» TEXT PROVIDED:
━━━━━━━━━━━━━━━━━━━━━━━━━━━━━━

# New Cutting Board and Handmade Knives



## Lookn4u (Nov 16, 2018)

Went to the Tulsa Arms show, as I do twice a year, and all I got was this cutting board and knife set. Cutting board is one solid piece of mesquite and the knifes are hand made from spring steel. Family operation out of Mission Texas. Cutting board is over 3 inches think and comes in at just over 40 lbs. It is pushed against the back of the counter and overhangs the front a few inches. Knives feel great have a good balance to them, can't wait to try them out.
View media item 554160


----------



## 6GRILLZNTN (Nov 16, 2018)

That's some nice looking stuff!  Love that cutting board!


----------



## old sarge (Nov 16, 2018)

Sweet!


----------



## gmc2003 (Nov 16, 2018)

Nice looking score, 

Chris


----------



## jcam222 (Nov 16, 2018)

Love the cutting board. Im shopping for one now. What is spring steel?


----------



## WeberBlackStoneYoder (Nov 16, 2018)

Check out the BoosBlock cutting board, made 25 miles from my house. You will see them on cooking tv shows all the time.


----------



## SonnyE (Nov 16, 2018)

I still prefer high carbon steel to most stainless. Holds an edge better.
I just got out and old Dexter that has been handed down through generations and deboned a Pork Shoulder with it.
Worked as well as it did when Dad used it when I was a little shaver.
Still takes and holds it's edge. ;)













20181116_182621[1]



__ SonnyE
__ Nov 16, 2018



						Old Dexter knife.


----------



## Lookn4u (Nov 16, 2018)

jcam222 said:


> Love the cutting board. Im shopping for one now. What is spring steel?



High carbon steel, very high yield strength. Use for automotive leaf springs, hince, the generic name "spring steel" They feel like you could fell a tree with them.


----------



## pops6927 (Nov 16, 2018)

SonnyE said:


> I still prefer high carbon steel to most stainless. Holds an edge better.
> I just got out and old Dexter that has been handed down through generations and deboned a Pork Shoulder with it.
> Worked as well as it did when Dad used it when I was a little shaver.
> Still takes and holds it's edge. ;)
> ...



I agree, SonnyE, I've still got a few left from my dad's store!


----------



## SmokinAl (Nov 17, 2018)

That is a great looking board & knife set!
It should last a lifetime!
Al


----------



## Steve H (Nov 17, 2018)

Nice set up! I prefer carbon steel over stainless as well. But I keep them separated from the others. People just don't understand about not putting them in the dishwasher!


----------



## jcam222 (Nov 17, 2018)

Steve H said:


> Nice set up! I prefer carbon steel over stainless as well. But I keep them separated from the others. People just don't understand about not putting them in the dishwasher!


I have learned that I have to have personal knives hid from everyone else lol. Can’t tell you how many times I found knives in the dishwasher or laying wet in the sink. All my knives now live in my desk in my office!


----------

━━━━━━━━━━━━━━━━━━━━━━━━━━━━━━

» STORED RECORDS:

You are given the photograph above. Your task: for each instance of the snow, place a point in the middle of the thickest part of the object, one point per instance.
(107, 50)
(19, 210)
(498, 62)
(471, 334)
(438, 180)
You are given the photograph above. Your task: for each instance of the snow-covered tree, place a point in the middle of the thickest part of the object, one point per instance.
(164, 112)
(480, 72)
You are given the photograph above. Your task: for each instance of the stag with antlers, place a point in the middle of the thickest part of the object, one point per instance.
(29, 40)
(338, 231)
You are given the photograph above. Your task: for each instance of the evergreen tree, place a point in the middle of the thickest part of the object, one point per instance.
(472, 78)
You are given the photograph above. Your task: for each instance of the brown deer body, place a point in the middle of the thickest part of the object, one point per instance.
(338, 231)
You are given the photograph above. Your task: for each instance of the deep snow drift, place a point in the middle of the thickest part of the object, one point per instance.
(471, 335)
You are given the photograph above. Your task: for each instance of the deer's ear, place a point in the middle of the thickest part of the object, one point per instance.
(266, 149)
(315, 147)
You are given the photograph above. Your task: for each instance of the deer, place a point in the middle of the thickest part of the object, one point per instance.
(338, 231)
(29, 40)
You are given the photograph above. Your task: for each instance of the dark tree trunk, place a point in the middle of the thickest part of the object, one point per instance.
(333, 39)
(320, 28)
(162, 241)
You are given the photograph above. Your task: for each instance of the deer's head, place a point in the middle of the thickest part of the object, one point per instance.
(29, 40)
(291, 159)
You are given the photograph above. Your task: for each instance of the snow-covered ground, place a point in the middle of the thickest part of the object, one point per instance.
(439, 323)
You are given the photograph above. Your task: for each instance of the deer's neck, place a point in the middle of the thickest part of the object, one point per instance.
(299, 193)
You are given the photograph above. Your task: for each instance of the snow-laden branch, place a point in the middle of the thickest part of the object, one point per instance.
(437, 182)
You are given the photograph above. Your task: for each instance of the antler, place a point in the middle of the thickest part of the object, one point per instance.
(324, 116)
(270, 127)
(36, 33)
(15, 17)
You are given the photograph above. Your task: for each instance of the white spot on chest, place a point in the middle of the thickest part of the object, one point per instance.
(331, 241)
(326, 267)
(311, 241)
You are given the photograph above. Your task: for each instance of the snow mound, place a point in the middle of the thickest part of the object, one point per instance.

━━━━━━━━━━━━━━━━━━━━━━━━━━━━━━

» WHAT THIS TASK INVOLVES: Reproduce the forum thread about the mesquite cutting board and knife set verbatim, from "I agree, SonnyE, I've" to "last a lifetime!".

» ANSWER:
I agree, SonnyE, I've still got a few left from my dad's store!


----------



## SmokinAl (Nov 17, 2018)

That is a great looking board & knife set!
It should last a lifetime!